- Rows from a pointing dataset -
>>>
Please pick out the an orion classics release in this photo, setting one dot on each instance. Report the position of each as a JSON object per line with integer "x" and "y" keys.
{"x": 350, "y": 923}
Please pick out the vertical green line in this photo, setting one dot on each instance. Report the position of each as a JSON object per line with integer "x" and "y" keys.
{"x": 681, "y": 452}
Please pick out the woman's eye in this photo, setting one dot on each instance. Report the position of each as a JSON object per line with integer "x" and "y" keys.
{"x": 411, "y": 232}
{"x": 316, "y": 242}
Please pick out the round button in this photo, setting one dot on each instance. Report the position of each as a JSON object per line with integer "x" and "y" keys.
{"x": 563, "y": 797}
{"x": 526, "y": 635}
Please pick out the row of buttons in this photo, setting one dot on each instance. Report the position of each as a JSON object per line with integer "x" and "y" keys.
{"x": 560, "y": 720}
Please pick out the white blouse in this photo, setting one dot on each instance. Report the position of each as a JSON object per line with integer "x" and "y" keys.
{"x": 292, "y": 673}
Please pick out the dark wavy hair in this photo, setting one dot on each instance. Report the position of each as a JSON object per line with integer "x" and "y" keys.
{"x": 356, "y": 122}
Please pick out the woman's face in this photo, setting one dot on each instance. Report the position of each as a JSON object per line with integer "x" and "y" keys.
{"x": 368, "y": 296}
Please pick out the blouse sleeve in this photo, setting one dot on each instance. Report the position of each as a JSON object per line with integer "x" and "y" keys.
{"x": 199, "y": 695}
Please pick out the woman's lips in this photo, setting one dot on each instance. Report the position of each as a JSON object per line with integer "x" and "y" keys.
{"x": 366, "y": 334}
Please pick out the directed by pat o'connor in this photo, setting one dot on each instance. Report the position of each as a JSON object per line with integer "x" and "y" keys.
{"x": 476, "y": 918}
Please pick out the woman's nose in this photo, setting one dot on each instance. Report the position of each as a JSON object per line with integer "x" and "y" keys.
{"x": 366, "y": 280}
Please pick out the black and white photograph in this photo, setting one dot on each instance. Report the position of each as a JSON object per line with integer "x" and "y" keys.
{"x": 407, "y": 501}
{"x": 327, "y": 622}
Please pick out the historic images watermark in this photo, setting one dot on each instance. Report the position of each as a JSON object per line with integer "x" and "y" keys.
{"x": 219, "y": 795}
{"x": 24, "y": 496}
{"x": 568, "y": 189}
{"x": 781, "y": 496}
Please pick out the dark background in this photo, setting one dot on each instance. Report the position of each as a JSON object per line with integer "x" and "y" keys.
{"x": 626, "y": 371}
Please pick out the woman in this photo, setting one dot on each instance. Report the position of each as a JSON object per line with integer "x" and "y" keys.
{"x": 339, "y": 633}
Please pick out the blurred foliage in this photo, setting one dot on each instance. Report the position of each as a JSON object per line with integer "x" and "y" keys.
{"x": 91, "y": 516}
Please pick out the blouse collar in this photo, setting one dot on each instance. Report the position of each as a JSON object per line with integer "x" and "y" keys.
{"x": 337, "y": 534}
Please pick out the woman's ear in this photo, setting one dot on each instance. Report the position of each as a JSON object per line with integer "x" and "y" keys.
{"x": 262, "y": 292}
<<<
- Exercise details -
Please rewrite every line of the entries above as a JSON list of strings, one string per line, leaving out any blank lines.

- Final answer -
[
  "Please pick out the an orion classics release in this photo, setting one dot on each instance. Report the position of each as a JSON object per line with integer \"x\" and \"y\" keys.",
  "{\"x\": 350, \"y\": 923}",
  "Please pick out the vertical green line in this photo, setting one dot on each instance. Report the position of each as a JSON object per line with integer \"x\" and \"y\" keys.",
  "{\"x\": 681, \"y\": 452}",
  "Please pick out the woman's eye in this photo, setting one dot on each instance. Report the position of each as a JSON object per line with integer \"x\" and \"y\" keys.",
  "{\"x\": 411, \"y\": 232}",
  "{\"x\": 316, \"y\": 242}",
  "Please pick out the round button in this photo, setting one dot on each instance. Report the position of each as a JSON object per line with integer \"x\" and \"y\" keys.",
  "{\"x\": 563, \"y\": 797}",
  "{\"x\": 526, \"y\": 635}",
  "Please pick out the row of buttons in this photo, setting one dot on each instance. Report the position of each as a JSON object per line with integer \"x\" and \"y\" keys.",
  "{\"x\": 560, \"y\": 720}",
  "Please pick out the white blouse in this photo, setting one dot on each instance. Report the position of each as a JSON object per line with integer \"x\" and \"y\" keys.",
  "{\"x\": 292, \"y\": 673}",
  "Please pick out the dark wavy hair in this photo, setting one dot on each instance. Report the position of each as a JSON object per line with integer \"x\" and \"y\" keys.",
  "{\"x\": 356, \"y\": 122}",
  "Please pick out the woman's face in this photo, setting one dot on each instance. Report the position of each as a JSON object per line with integer \"x\" and \"y\" keys.",
  "{\"x\": 368, \"y\": 296}",
  "Please pick out the blouse sleeve in this photo, setting one dot on each instance. Report the position of each as a JSON object per line with integer \"x\" and \"y\" keys.",
  "{\"x\": 199, \"y\": 695}",
  "Please pick out the woman's lips in this photo, setting one dot on each instance. Report the position of each as a JSON object per line with integer \"x\" and \"y\" keys.",
  "{\"x\": 366, \"y\": 334}",
  "Please pick out the directed by pat o'connor in this photo, setting one dot on each instance. Report the position of each as a JSON object per line with integer \"x\" and \"y\" keys.",
  "{\"x\": 476, \"y\": 918}",
  "Please pick out the woman's nose in this photo, setting one dot on each instance. Report the position of each as a JSON object per line with integer \"x\" and \"y\" keys.",
  "{\"x\": 366, \"y\": 280}",
  "Please pick out the black and white photograph in this photo, setting one dot on each instance. Report the position of each as a JSON object per line with integer \"x\" and \"y\" keys.",
  "{\"x\": 407, \"y\": 501}",
  "{\"x\": 327, \"y\": 622}",
  "Please pick out the historic images watermark in this photo, setting one dot on each instance. Report the position of each as a JSON object per line with integer \"x\" and \"y\" keys.",
  "{\"x\": 219, \"y\": 795}",
  "{\"x\": 24, \"y\": 496}",
  "{\"x\": 568, \"y\": 189}",
  "{\"x\": 781, \"y\": 496}",
  "Please pick out the dark background in this photo, setting one dot on each instance. Report the position of each as a JSON object per line with integer \"x\" and \"y\" keys.",
  "{\"x\": 626, \"y\": 371}",
  "Please pick out the woman in this photo, setting one dot on each instance. Report the position of each as a JSON object per line with integer \"x\" and \"y\" keys.",
  "{\"x\": 339, \"y\": 633}",
  "Please pick out the blurred foliage in this photo, setting one dot on each instance. Report the position of each as a JSON object per line with integer \"x\" and \"y\" keys.",
  "{\"x\": 91, \"y\": 516}",
  "Please pick out the blouse collar in this photo, setting one dot on each instance. Report the position of each as a JSON object per line with integer \"x\" and \"y\" keys.",
  "{\"x\": 337, \"y\": 534}",
  "Please pick out the woman's ear in this photo, setting one dot on each instance. Report the position of each as a JSON object per line with integer \"x\" and \"y\" keys.",
  "{\"x\": 262, \"y\": 292}"
]